ZU ERLEDIGEN:
a – Welche Sätze im Forenbeitrag über die Aktualitätsprüfung von Normen enden mit einem Fragezeichen? Gib jeden davon wörtlich wieder.
b – Wie könnte der Forenbeitrag über die Aktualitätsprüfung von Normen weitergehen? Schreibe eine Fortsetzung, die an seinen letzten Satz anschließt.

AUSZUG:
# Normen auf aktualtität prüfen



## jora (23 Februar 2012)

Hallo zusammen,

nachdem meine Norm-Datenbank auf eine Größe gewachsen ist, die man nicht mehr so einfach überschauen kann, bin ich nun auf der Suche nach einer einfachen und zahlbaren Lösung, zur Überwachung der Normen auf aktualität. 
Ich habe bereits zwei Möglichkeiten gefunden, welche ich für unpraktisch empfinde. Der Normen-Checker von den (Aus-)Beuth(ern) ist erwartungsgemäß etwas teuer - oder hat jmd damit bereits Erfahrungen gemacht und kann von gigantischen Funktionen schwärmen, die den Preis rechtfertigen?
Die zweite Möglichkeit, die mir bekannt ist, ist über die Normendatenbank vom Safexpert. Hier finde ich es überaus störend, das man nur die Normen, die in der MRL harmonisiert sind prüfen kann, oder habe ich da nur was falsch verstanden/bedient?

Wie prüft ihr die Normen auf aktualität?

[Annotationsdaten zur Objektposition]
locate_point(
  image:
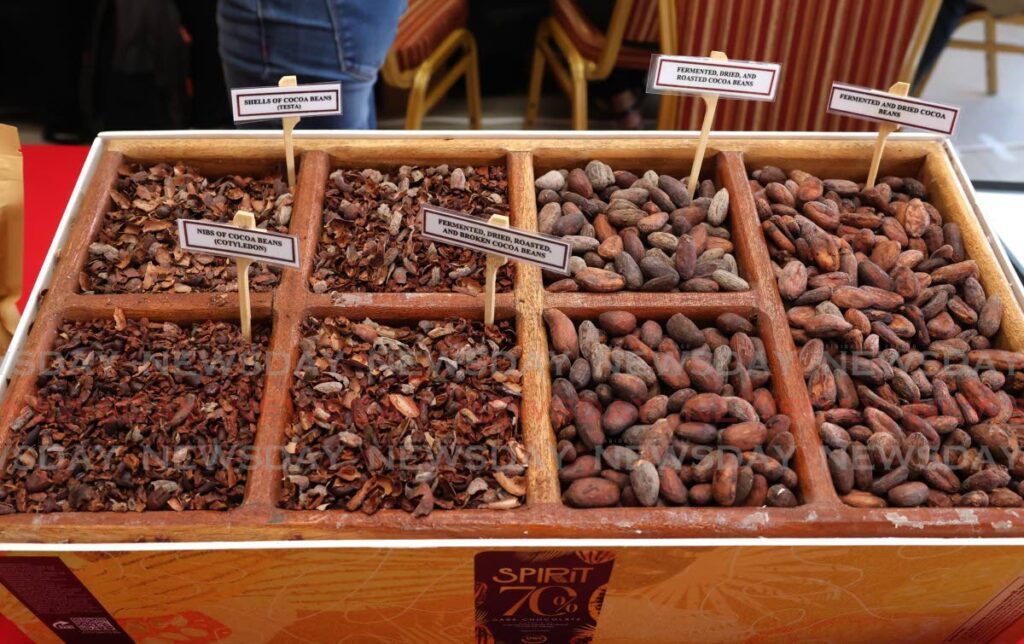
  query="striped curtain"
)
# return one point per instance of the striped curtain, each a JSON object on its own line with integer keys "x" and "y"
{"x": 862, "y": 42}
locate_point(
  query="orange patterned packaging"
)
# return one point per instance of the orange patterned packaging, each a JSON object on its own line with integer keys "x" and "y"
{"x": 754, "y": 593}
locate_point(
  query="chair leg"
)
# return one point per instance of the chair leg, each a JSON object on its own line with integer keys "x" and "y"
{"x": 991, "y": 66}
{"x": 418, "y": 98}
{"x": 473, "y": 103}
{"x": 579, "y": 96}
{"x": 536, "y": 79}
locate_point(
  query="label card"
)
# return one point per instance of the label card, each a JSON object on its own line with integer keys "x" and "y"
{"x": 728, "y": 79}
{"x": 540, "y": 596}
{"x": 227, "y": 241}
{"x": 51, "y": 591}
{"x": 262, "y": 103}
{"x": 872, "y": 104}
{"x": 456, "y": 228}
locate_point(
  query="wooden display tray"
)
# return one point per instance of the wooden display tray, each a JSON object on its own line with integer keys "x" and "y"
{"x": 821, "y": 513}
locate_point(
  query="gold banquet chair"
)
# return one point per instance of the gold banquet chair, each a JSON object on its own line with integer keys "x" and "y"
{"x": 430, "y": 33}
{"x": 578, "y": 52}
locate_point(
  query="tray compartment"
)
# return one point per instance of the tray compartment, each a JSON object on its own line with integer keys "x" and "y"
{"x": 704, "y": 316}
{"x": 675, "y": 164}
{"x": 90, "y": 446}
{"x": 929, "y": 164}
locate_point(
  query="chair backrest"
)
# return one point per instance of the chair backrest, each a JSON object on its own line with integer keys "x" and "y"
{"x": 873, "y": 43}
{"x": 642, "y": 25}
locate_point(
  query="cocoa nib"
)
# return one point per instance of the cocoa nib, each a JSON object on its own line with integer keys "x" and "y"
{"x": 651, "y": 414}
{"x": 915, "y": 404}
{"x": 371, "y": 242}
{"x": 136, "y": 249}
{"x": 133, "y": 415}
{"x": 411, "y": 418}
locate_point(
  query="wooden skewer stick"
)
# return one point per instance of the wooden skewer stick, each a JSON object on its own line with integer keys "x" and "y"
{"x": 491, "y": 272}
{"x": 245, "y": 219}
{"x": 899, "y": 89}
{"x": 711, "y": 103}
{"x": 289, "y": 123}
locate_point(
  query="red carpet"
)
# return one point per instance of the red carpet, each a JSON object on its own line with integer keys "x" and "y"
{"x": 50, "y": 173}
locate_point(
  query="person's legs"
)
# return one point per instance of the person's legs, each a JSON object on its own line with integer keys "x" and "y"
{"x": 317, "y": 41}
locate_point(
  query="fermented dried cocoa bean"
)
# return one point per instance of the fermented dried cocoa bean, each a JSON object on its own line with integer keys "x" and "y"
{"x": 914, "y": 404}
{"x": 685, "y": 414}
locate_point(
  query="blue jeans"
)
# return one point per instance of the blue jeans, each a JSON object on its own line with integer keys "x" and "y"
{"x": 318, "y": 41}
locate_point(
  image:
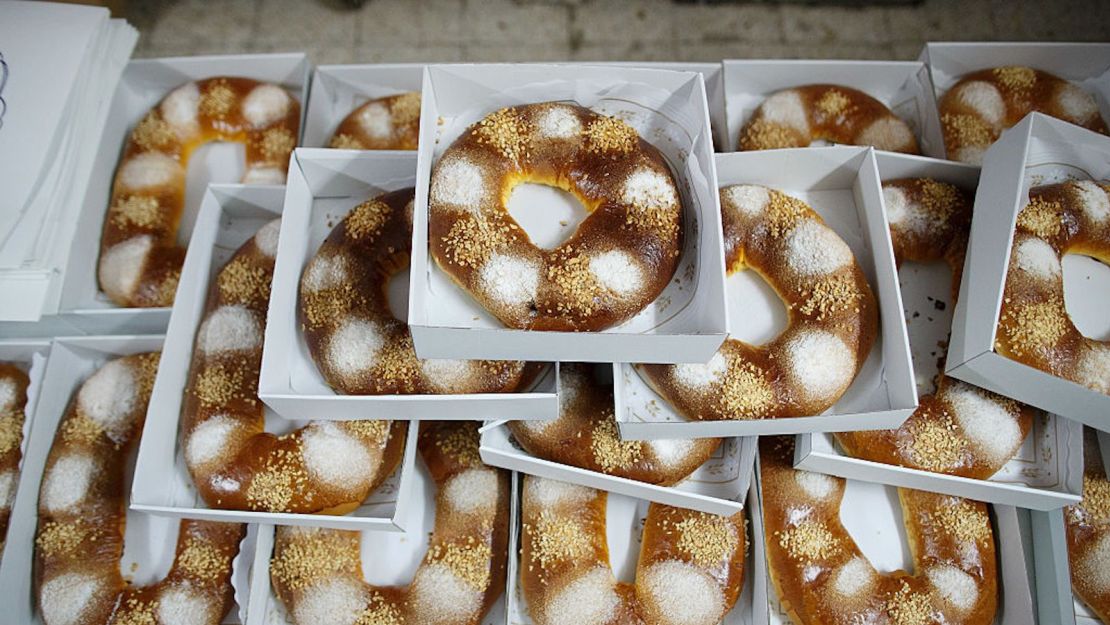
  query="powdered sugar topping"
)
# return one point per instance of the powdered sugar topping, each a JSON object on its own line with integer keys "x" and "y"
{"x": 68, "y": 482}
{"x": 617, "y": 271}
{"x": 109, "y": 397}
{"x": 820, "y": 362}
{"x": 1038, "y": 259}
{"x": 815, "y": 249}
{"x": 229, "y": 329}
{"x": 335, "y": 457}
{"x": 510, "y": 280}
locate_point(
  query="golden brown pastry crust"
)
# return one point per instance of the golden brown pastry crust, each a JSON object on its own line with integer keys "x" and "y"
{"x": 140, "y": 260}
{"x": 384, "y": 123}
{"x": 13, "y": 383}
{"x": 462, "y": 574}
{"x": 831, "y": 323}
{"x": 343, "y": 296}
{"x": 797, "y": 117}
{"x": 984, "y": 103}
{"x": 322, "y": 467}
{"x": 617, "y": 261}
{"x": 958, "y": 430}
{"x": 821, "y": 576}
{"x": 689, "y": 570}
{"x": 1033, "y": 326}
{"x": 1088, "y": 525}
{"x": 82, "y": 511}
{"x": 585, "y": 435}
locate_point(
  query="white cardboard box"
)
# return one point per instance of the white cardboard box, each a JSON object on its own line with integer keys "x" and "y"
{"x": 624, "y": 522}
{"x": 143, "y": 84}
{"x": 1040, "y": 150}
{"x": 229, "y": 217}
{"x": 669, "y": 109}
{"x": 902, "y": 86}
{"x": 1047, "y": 472}
{"x": 841, "y": 183}
{"x": 873, "y": 515}
{"x": 323, "y": 187}
{"x": 149, "y": 541}
{"x": 337, "y": 90}
{"x": 387, "y": 558}
{"x": 1088, "y": 64}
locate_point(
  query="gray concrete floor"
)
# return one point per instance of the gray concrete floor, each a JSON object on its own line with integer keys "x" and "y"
{"x": 558, "y": 30}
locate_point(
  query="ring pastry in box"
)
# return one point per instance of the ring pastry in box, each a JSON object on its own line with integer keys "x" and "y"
{"x": 583, "y": 446}
{"x": 142, "y": 200}
{"x": 334, "y": 344}
{"x": 1031, "y": 309}
{"x": 820, "y": 243}
{"x": 887, "y": 104}
{"x": 961, "y": 440}
{"x": 632, "y": 275}
{"x": 214, "y": 443}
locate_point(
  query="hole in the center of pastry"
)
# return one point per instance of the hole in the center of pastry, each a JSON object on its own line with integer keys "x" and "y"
{"x": 548, "y": 214}
{"x": 396, "y": 291}
{"x": 873, "y": 516}
{"x": 756, "y": 313}
{"x": 1086, "y": 288}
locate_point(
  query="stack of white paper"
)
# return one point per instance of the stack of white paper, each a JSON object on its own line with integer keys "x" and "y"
{"x": 59, "y": 66}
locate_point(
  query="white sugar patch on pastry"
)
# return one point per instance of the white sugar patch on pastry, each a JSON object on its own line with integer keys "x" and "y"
{"x": 472, "y": 491}
{"x": 559, "y": 122}
{"x": 179, "y": 110}
{"x": 325, "y": 271}
{"x": 1093, "y": 200}
{"x": 182, "y": 606}
{"x": 353, "y": 349}
{"x": 335, "y": 457}
{"x": 510, "y": 280}
{"x": 986, "y": 423}
{"x": 672, "y": 452}
{"x": 700, "y": 375}
{"x": 816, "y": 485}
{"x": 787, "y": 109}
{"x": 149, "y": 169}
{"x": 617, "y": 271}
{"x": 440, "y": 595}
{"x": 748, "y": 199}
{"x": 264, "y": 175}
{"x": 547, "y": 493}
{"x": 956, "y": 586}
{"x": 984, "y": 99}
{"x": 682, "y": 594}
{"x": 122, "y": 264}
{"x": 265, "y": 239}
{"x": 820, "y": 362}
{"x": 333, "y": 601}
{"x": 591, "y": 600}
{"x": 64, "y": 597}
{"x": 209, "y": 440}
{"x": 815, "y": 249}
{"x": 887, "y": 133}
{"x": 649, "y": 189}
{"x": 1038, "y": 259}
{"x": 1092, "y": 368}
{"x": 458, "y": 182}
{"x": 229, "y": 328}
{"x": 109, "y": 397}
{"x": 8, "y": 481}
{"x": 1076, "y": 104}
{"x": 853, "y": 577}
{"x": 68, "y": 482}
{"x": 265, "y": 104}
{"x": 374, "y": 119}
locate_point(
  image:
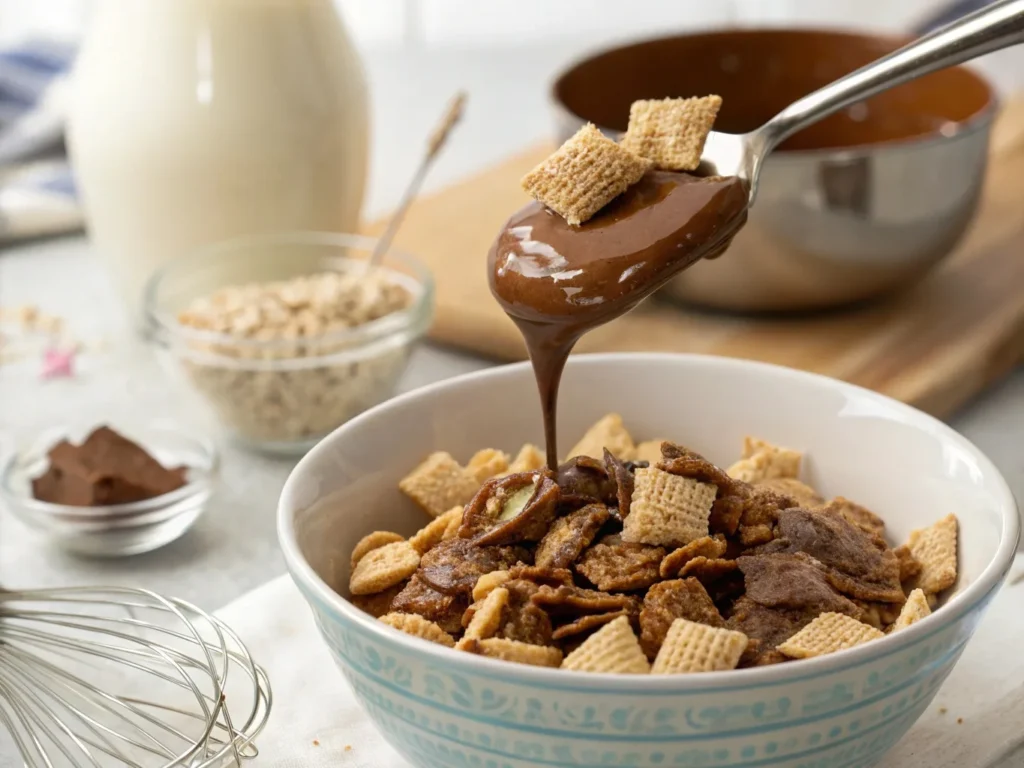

ANTWORTEN:
a –
1. Der Normen-Checker von den (Aus-)Beuth(ern) ist erwartungsgemäß etwas teuer - oder hat jmd damit bereits Erfahrungen gemacht und kann von gigantischen Funktionen schwärmen, die den Preis rechtfertigen?
2. Hier finde ich es überaus störend, das man nur die Normen, die in der MRL harmonisiert sind prüfen kann, oder habe ich da nur was falsch verstanden/bedient?
3. Wie prüft ihr die Normen auf aktualität?

b –
Gibt es noch andere Möglichkeiten wie die, die ich gefunden habe? 
Ach ja, nen Student/Azubi will ich nicht alle Monate die Normen bei Beuth eingeben lassen - also kenn ich doch 3 Möglichkeiten 

Gruß
Alex


----------



## Tommi (23 Februar 2012)

Hallo Alex,

mit Safexpert hast Du recht.

Dir bleibt wohl nur ein Weg mit Kosten und Mühe
und Hilfe des Forums.

Vielleicht ein Thread "Aktuelle Normen" .

Gruß
Tommi

Gruß
Tommi


----------



## ExGuide (23 Februar 2012)

Ich will keine Schleichwerbung machen, wenn nicht i.O., bitte löschen. Aber die ATEX-Normen gibt es mir, auch ohne Registrierung...
  Und hier das Ex-Forum


----------



## jora (24 Februar 2012)

ExGuide schrieb:


> Und hier das Ex-Forum



Schon mal nen sehr guter Link!

Aber ich glaube nicht, das ein Sammelthreat die Lösung ist. Bei wenigen Normen ist das sicherlich hilfreich, doch wenn man bei 50+ ist, wird es trotzem sehr viel Arbeit...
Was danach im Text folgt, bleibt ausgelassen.